An ever-expanding circle of compassion

Facing Stories

“We imagine . . . this circle of compassion. Then we imagine ourselves close to the margins so that the margins themselves will be erased. We stand there with those whose dignity has been denied. We locate ourselves with the poor and the powerless and the voiceless. At the edges, we join the easily despised and the readily left out. We stand with the demonized so that the demonizing will stop. We situate ourselves right next to the disposable so that the day will come when we stop throwing people away.”

 – Gregory Boyle, founder of Homeboy Industries, from Tattoos on the Heart: The Power of Boundless Compassion

The world is changed one story at a time. One conversation at a time. One person having compassion for another at a time.

Change requires time.

I recently read Gregory Boyle’s book Tattoos on the Heart and was blown away by the amount of time he has spent in LA helping former gang members discover a different form of dignity than gang-banging. Homeboy Industries operates several different businesses that employ and help find employment for former gang members.

Greg puts in the time.

The “homies” call Gregory, a Jesuit priest, “G!” There are many homies he wants to help who aren’t ready to be helped. Often Greg leads funeral services for people who he was unable to reach. Those are the bad days. The good ones are when two rival gang members who are forced to work together become friends.

Proximity over time yields compassion. And the more people we spend time with the greater our circle of compassion grows.

Greg writes about the need to embrace downward mobility:

“Our locating ourselves with those who have been endlessly excluded becomes an act of visible protest. For no amount of our screaming at the people in charge to change things can change them. The margins don’t get erased by simply insisting that the powers-that-be erase them. The trickle-down theory doesn’t really work here. The powers bent on waging war against the poor and the young and the ‘other’ will only be moved to kinship when they observe it. Only when we can see a community where the outcast is valued and appreciated will we abandon the values that seek to exclude.”

---------------

WHAT YOU ARE ASKED TO DO
Reproduce the piece on the circle of compassion in full, word for word.

---------------

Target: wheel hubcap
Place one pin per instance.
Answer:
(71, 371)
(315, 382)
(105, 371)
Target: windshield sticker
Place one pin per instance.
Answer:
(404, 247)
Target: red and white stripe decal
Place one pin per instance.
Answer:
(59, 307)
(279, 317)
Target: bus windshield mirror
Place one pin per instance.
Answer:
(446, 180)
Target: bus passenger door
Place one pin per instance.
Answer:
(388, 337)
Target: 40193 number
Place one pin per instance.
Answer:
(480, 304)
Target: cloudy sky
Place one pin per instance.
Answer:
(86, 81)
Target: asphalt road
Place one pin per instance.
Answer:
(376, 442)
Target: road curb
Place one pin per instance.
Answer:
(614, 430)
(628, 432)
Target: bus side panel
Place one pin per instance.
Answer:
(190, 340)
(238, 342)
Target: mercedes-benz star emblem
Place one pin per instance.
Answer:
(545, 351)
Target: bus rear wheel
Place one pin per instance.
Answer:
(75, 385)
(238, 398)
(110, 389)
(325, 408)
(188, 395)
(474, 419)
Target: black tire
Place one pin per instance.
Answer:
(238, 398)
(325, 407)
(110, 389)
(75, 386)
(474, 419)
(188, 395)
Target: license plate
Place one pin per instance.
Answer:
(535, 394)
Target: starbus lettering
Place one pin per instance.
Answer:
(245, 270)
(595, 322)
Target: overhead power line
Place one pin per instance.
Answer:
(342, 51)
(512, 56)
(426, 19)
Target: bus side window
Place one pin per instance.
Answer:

---------------

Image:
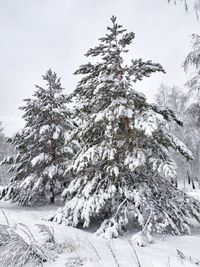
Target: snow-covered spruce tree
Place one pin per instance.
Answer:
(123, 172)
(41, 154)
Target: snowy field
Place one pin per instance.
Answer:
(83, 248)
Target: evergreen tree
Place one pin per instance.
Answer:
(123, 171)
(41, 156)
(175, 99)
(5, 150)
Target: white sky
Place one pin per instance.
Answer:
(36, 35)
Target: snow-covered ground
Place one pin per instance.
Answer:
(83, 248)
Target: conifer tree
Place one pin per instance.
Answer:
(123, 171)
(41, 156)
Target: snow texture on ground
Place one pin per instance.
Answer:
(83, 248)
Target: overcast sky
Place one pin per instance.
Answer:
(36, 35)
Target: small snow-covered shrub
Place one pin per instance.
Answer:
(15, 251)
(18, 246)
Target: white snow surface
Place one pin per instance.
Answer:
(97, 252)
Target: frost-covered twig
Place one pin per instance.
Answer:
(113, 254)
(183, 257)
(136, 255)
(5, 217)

---------------

TASK RESULT
An ever-expanding circle of compassion

Facing Stories

“We imagine . . . this circle of compassion. Then we imagine ourselves close to the margins so that the margins themselves will be erased. We stand there with those whose dignity has been denied. We locate ourselves with the poor and the powerless and the voiceless. At the edges, we join the easily despised and the readily left out. We stand with the demonized so that the demonizing will stop. We situate ourselves right next to the disposable so that the day will come when we stop throwing people away.”

 – Gregory Boyle, founder of Homeboy Industries, from Tattoos on the Heart: The Power of Boundless Compassion

The world is changed one story at a time. One conversation at a time. One person having compassion for another at a time.

Change requires time.

I recently read Gregory Boyle’s book Tattoos on the Heart and was blown away by the amount of time he has spent in LA helping former gang members discover a different form of dignity than gang-banging. Homeboy Industries operates several different businesses that employ and help find employment for former gang members.

Greg puts in the time.

The “homies” call Gregory, a Jesuit priest, “G!” There are many homies he wants to help who aren’t ready to be helped. Often Greg leads funeral services for people who he was unable to reach. Those are the bad days. The good ones are when two rival gang members who are forced to work together become friends.

Proximity over time yields compassion. And the more people we spend time with the greater our circle of compassion grows.

Greg writes about the need to embrace downward mobility:

“Our locating ourselves with those who have been endlessly excluded becomes an act of visible protest. For no amount of our screaming at the people in charge to change things can change them. The margins don’t get erased by simply insisting that the powers-that-be erase them. The trickle-down theory doesn’t really work here. The powers bent on waging war against the poor and the young and the ‘other’ will only be moved to kinship when they observe it. Only when we can see a community where the outcast is valued and appreciated will we abandon the values that seek to exclude.”